>>>>

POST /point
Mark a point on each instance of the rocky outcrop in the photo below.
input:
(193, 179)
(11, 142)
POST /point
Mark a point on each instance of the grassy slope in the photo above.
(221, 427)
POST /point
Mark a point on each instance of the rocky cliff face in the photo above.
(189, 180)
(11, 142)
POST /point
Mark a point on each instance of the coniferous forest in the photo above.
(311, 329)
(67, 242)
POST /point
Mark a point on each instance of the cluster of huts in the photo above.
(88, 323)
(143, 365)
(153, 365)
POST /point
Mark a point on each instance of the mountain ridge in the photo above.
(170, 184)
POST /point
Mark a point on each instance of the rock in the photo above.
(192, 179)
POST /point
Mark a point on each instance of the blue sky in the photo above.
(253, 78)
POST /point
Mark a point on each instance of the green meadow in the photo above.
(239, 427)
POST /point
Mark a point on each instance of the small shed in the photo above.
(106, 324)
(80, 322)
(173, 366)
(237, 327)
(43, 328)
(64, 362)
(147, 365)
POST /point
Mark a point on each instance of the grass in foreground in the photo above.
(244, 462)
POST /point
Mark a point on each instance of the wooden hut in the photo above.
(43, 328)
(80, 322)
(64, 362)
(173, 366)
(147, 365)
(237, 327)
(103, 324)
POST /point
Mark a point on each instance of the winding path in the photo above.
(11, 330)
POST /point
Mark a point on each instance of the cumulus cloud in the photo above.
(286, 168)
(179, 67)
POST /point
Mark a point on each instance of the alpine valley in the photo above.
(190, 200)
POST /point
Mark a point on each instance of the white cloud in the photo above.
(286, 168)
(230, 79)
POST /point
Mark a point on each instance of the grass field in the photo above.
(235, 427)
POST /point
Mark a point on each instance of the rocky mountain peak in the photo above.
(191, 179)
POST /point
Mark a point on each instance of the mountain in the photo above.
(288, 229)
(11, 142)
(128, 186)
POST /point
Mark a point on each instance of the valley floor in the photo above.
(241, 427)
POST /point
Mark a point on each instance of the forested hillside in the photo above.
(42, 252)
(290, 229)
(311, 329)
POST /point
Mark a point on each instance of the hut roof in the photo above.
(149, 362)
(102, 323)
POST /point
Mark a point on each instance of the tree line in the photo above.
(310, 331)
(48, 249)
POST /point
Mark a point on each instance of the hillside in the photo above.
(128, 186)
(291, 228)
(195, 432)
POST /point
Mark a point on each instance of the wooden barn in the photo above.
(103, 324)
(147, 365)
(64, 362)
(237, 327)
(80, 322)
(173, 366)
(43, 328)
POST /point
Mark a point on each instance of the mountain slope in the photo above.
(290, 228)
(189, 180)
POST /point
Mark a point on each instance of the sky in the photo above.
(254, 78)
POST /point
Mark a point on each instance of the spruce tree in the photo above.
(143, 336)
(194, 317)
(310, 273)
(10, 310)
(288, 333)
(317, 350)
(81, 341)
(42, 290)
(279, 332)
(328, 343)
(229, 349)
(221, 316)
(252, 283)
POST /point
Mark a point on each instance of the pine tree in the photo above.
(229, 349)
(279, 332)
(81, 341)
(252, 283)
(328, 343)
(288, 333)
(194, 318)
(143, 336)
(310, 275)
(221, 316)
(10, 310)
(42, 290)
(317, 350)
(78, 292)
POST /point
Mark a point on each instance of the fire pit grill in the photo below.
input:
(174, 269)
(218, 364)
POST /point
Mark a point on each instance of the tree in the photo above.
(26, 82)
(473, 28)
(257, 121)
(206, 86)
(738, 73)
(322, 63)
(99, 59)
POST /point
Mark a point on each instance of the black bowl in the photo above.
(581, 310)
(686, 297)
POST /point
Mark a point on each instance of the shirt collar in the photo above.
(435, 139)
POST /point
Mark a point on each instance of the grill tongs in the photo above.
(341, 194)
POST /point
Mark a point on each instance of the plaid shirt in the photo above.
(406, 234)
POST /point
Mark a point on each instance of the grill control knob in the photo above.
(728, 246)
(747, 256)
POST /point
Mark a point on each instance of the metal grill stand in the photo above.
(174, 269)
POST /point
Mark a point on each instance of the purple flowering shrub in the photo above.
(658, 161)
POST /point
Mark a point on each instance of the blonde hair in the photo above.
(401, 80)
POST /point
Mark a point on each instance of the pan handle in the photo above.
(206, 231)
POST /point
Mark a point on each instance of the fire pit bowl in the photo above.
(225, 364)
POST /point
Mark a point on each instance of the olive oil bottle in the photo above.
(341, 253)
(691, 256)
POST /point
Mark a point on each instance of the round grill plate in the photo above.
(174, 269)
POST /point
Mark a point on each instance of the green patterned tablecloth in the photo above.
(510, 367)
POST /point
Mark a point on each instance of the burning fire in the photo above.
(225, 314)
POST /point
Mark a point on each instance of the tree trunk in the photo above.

<<<<

» Task details
Select every line of the lines above that contains the string "slope", with case counting.

» Answer to the exercise
Mark a point on each instance of the grassy slope in the photo above.
Mark a point on each instance of the mountain slope in the photo above.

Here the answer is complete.